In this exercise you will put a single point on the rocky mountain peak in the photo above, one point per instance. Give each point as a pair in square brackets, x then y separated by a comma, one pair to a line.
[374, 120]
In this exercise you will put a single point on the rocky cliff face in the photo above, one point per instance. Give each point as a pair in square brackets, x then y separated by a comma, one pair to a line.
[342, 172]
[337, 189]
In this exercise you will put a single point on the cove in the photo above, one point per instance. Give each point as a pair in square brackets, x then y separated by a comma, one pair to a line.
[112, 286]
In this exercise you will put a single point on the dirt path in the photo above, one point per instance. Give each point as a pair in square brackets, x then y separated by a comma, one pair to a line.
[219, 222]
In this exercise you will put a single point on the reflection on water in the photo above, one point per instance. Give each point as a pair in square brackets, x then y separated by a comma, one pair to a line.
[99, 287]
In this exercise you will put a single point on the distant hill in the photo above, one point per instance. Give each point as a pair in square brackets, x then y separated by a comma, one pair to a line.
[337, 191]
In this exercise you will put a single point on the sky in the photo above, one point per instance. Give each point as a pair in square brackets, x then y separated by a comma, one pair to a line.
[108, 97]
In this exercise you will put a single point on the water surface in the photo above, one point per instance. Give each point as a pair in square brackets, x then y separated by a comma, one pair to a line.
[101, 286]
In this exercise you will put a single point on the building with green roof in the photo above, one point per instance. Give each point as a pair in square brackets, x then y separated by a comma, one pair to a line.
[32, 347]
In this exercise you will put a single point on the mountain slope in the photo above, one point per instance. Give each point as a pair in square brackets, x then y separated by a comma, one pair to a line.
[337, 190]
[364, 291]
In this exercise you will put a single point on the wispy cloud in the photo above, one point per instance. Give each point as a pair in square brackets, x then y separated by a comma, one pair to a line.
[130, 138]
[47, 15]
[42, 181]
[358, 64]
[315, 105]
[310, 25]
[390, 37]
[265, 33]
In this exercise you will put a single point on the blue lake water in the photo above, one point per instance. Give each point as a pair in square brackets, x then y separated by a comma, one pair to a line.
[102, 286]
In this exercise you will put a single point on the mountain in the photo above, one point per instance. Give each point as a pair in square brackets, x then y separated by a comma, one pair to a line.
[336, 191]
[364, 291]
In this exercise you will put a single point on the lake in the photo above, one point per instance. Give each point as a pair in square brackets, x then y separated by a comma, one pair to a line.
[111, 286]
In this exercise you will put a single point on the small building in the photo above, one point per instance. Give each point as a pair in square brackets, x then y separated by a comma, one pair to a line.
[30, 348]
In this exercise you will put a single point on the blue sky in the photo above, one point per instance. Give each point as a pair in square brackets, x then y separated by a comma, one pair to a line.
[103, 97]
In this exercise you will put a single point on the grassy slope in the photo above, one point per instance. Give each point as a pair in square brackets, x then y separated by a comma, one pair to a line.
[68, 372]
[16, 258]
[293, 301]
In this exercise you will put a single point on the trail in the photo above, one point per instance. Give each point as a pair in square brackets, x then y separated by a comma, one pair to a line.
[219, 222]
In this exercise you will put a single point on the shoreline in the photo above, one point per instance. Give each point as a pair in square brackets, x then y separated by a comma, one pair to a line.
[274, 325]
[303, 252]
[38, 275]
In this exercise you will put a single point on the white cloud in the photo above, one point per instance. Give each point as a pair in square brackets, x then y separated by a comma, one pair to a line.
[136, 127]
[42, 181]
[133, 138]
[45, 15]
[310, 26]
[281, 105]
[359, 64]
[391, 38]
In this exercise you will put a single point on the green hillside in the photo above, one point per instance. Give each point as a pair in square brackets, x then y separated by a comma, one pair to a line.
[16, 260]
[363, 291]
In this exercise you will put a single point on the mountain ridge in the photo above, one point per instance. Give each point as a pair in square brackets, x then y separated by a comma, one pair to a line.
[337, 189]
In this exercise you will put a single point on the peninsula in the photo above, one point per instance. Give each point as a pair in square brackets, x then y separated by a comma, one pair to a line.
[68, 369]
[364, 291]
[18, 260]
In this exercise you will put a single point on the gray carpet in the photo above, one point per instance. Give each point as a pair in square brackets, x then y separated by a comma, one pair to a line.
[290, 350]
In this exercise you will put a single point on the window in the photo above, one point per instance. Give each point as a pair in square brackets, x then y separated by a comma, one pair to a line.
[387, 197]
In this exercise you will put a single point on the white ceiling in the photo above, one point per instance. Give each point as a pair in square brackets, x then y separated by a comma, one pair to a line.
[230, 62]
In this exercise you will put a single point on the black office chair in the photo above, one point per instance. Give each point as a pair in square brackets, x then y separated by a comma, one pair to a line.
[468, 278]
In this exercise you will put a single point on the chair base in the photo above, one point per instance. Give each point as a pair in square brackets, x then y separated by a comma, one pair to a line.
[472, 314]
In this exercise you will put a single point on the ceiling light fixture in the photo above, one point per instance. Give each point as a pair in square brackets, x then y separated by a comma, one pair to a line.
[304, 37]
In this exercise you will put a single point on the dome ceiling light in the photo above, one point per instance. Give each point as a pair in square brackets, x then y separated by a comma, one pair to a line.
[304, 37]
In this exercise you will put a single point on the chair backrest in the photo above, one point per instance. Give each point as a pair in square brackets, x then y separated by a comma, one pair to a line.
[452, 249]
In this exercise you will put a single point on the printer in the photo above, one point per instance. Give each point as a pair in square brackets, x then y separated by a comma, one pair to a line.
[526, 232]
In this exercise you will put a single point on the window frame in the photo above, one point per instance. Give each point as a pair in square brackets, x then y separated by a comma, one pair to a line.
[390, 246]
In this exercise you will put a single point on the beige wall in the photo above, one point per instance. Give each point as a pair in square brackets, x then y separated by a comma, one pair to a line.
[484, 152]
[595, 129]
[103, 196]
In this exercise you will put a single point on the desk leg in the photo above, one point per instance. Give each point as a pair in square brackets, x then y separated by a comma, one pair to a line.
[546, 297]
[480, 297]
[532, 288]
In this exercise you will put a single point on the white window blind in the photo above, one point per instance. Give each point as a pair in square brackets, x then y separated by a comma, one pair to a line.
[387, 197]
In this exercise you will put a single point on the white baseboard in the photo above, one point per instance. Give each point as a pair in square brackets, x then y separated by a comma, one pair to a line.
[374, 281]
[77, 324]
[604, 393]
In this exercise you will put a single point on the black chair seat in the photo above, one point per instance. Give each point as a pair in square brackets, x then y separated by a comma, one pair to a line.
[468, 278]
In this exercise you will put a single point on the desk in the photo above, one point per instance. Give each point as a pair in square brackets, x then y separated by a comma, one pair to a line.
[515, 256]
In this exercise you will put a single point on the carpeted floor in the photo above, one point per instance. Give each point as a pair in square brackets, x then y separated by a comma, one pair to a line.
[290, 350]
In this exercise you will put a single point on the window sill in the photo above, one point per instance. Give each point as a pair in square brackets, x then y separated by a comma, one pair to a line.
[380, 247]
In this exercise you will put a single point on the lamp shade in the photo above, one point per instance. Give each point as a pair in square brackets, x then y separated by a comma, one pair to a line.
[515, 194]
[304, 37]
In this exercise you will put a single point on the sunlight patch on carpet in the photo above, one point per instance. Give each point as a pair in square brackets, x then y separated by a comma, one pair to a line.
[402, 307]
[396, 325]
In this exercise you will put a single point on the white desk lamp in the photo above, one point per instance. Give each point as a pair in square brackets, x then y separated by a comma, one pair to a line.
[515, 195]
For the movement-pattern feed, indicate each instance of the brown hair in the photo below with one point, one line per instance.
*****
Write out the entire listing exactly.

In this exercise you will put a single point on the rocky mountain peak in the photo above, one point per instance. Give each point as a pair in square brackets, x then y separated by a comma, one pair to a line.
[374, 120]
In this exercise you will put a single point on the rocky cliff face in the photo above, one point per instance. Give each point as a pair in square brackets, x then y separated by a comma, one pair to a line.
[342, 172]
[337, 189]
In this exercise you will put a single point on the cove in the photo above, one point per instance. Give each point as a pair in square brackets, x then y separated by a comma, one pair to a line.
[112, 286]
In this exercise you will put a single point on the dirt path in the photo above, one point per instance. Give each point as a pair in square brackets, x then y separated by a comma, one pair to a line.
[219, 222]
In this exercise you will put a single point on the reflection on water in the photo above, one point per instance. Give each point as a pair in square brackets, x then y separated by a comma, one pair to a line.
[99, 287]
In this exercise you will put a single point on the distant hill in the photo above, one point per instance. Give each point as a pair in square brackets, x then y separated by a comma, one pair to a line.
[337, 191]
In this exercise you will put a single point on the sky in the photo above, one point per instance. Give each point as a pair in square brackets, x then y separated by a comma, one pair to a line.
[108, 97]
In this exercise you will put a single point on the water surface in the photo above, one point per instance. Give each point as a pair in square brackets, x then y separated by a comma, one pair to a line.
[101, 286]
In this exercise you will put a single point on the building with green roof in the photo above, one point per instance. Give each point as a pair in square brackets, x then y separated by a comma, one pair to a line.
[32, 347]
In this exercise you will put a single point on the mountain slope in the photo above, one point per instance. Give each point as a pair in square brackets, x then y separated by a comma, one pair to a line.
[337, 190]
[364, 291]
In this exercise you will put a single point on the wispy cloud in the photo above, one point per instance. Give each point as a pair in square brackets, x then y separated by a comma, one pair to a line.
[130, 138]
[47, 15]
[42, 181]
[358, 64]
[315, 105]
[310, 25]
[390, 37]
[265, 33]
In this exercise you will put a single point on the blue lake water in the photo above, one point per instance. Give each point as a pair in square brackets, x then y separated by a comma, one pair to a line.
[102, 286]
In this exercise you will put a single point on the mountain in the photo above, one point per instance. Give each point as a pair in square brackets, x then y separated by a comma, one pair to a line.
[336, 191]
[364, 291]
In this exercise you will put a single point on the lake in the photo above, one point per instance. Give each point as a pair in square brackets, x then y separated by a comma, one pair to a line.
[111, 286]
In this exercise you will put a single point on the small building in the photo above, one point per instance. Give each point as a pair in square brackets, x then y separated by a comma, one pair to a line.
[30, 348]
In this exercise you will put a single point on the blue sky in the photo above, one point per instance. Give each point as a pair in square brackets, x then y separated by a comma, one pair to a line.
[103, 97]
In this exercise you will put a single point on the grassy slope in the photo above, one point per instance. Give each point as a pair in square brackets, x then y separated by a comma, one pair to a line.
[68, 372]
[16, 258]
[293, 301]
In this exercise you will put a single point on the trail in the photo above, one point per instance. Give each point as a pair in square brackets, x then y separated by a comma, one pair to a line.
[219, 222]
In this exercise you will put a single point on the shoreline in the photo above, one point per instance. Give each point as a pair in square brackets, x then y separated by a comma, one pair to a line.
[274, 325]
[303, 252]
[38, 275]
In this exercise you will put a single point on the white cloud in the photo above, one point per instance. Give each point as a pair in square brackets, x then y separated by a comma, one pair to a line.
[136, 127]
[42, 181]
[133, 138]
[45, 15]
[310, 26]
[281, 105]
[359, 64]
[391, 38]
In this exercise you will put a single point on the green hillside in the photo above, one point per instance. Give each point as a pair in square brackets, x then y separated by a comma, one pair to a line.
[16, 260]
[363, 291]
In this exercise you will put a single point on the mountain ridge in the photo above, one point per instance. Give each point as a pair in square brackets, x then y separated by a comma, one pair to a line.
[337, 189]
In this exercise you will put a single point on the peninsula in the photo above, one point per instance. Give each point as a pair in square brackets, x then y separated by a comma, one pair to a line.
[68, 369]
[364, 291]
[18, 260]
In this exercise you will put a single point on the gray carpet in the photo above, one point per instance. Give each point as a pair in square brackets, x then y separated by a comma, one pair to a line.
[290, 350]
In this exercise you will put a single point on the window in the photo above, one point per instance. Give each point as a pair in square brackets, x then y separated by a comma, one pair to a line.
[387, 197]
In this exercise you will put a single point on the white ceiling in the photo above, one point per instance. Give each point as a pair in square brackets, x then y separated by a comma, one pair to a line.
[230, 62]
In this exercise you will put a single point on the black office chair in the photo above, one point per instance. Give each point as a pair in square brackets, x then y separated by a comma, one pair to a line.
[468, 278]
In this exercise you will put a single point on the chair base in the photo above, one point per instance. Give each point as a pair in square brackets, x then y separated by a comma, one pair to a line.
[472, 314]
In this exercise you will put a single point on the ceiling light fixture in the photo above, one point per instance. Give each point as a pair in square brackets, x then y separated by a comma, one pair to a line.
[304, 37]
In this exercise you will put a single point on the dome ceiling light in the photo above, one point per instance. Give each point as a pair in square brackets, x then y separated by a comma, one pair to a line.
[304, 37]
In this exercise you will put a single point on the chair backrest in the photo above, one point per instance. Give each point as a pair in square brackets, x then y separated by a comma, one pair to a line.
[452, 249]
In this exercise you will put a single point on the printer in the photo above, one point per instance. Give each point as a pair in square brackets, x then y separated by a comma, one pair to a line.
[526, 232]
In this exercise you will put a single point on the window frame in the photo above, one point per instance. Give each point as a pair in square brackets, x then y separated by a comma, one pair to a line.
[390, 246]
In this exercise you will put a single point on the beige wall in the photo above, one point per instance. Give each point as a pair in square brackets, x then y separated by a comma, one pair to a line.
[484, 152]
[595, 129]
[103, 196]
In this exercise you will put a single point on the desk leg in the photo above, one point per instance. Give each point as a pair in square brackets, x then y separated by a comma, one pair to a line.
[546, 297]
[480, 297]
[532, 288]
In this exercise you will put a single point on the white window blind in the photo above, one point per instance. Give each point as a pair in square brackets, x then y separated by a comma, one pair to a line.
[387, 197]
In this exercise you will put a single point on the white baseboard in the photo above, one point per instance. Give each point as a pair in square brackets, x then y separated by a comma, one pair to a line.
[374, 281]
[77, 324]
[604, 393]
In this exercise you will put a single point on the black chair seat in the photo above, one point per instance. Give each point as a pair in square brackets, x then y separated by a comma, one pair to a line.
[468, 278]
In this exercise you will put a single point on the desk in the photo above, one point per instance. Give each point as a pair in square brackets, x then y separated by a comma, one pair to a line.
[515, 256]
In this exercise you will put a single point on the carpeted floor in the photo above, one point per instance. Give each point as a pair in square brackets, x then y separated by a comma, one pair to a line.
[290, 350]
In this exercise you will put a single point on the window sill in the photo above, one point per instance. Give each point as a pair in square brackets, x then y separated by a comma, one pair to a line.
[380, 247]
In this exercise you will put a single point on the lamp shade in the photo above, one point per instance. Give each point as a pair in square brackets, x then y separated by a comma, one pair to a line.
[515, 194]
[304, 37]
In this exercise you will put a single point on the sunlight patch on carpet in the photo above, one point per instance. Give each point as a pair in square brackets, x then y separated by a comma, one pair to a line.
[402, 307]
[396, 325]
In this exercise you will put a single point on the white desk lamp in the photo above, one point per instance. Give each point as a pair in square brackets, x then y separated by a comma, one pair to a line.
[515, 195]
For the movement-pattern feed, indicate each instance of the brown hair in the photo below with one point, one line per instance.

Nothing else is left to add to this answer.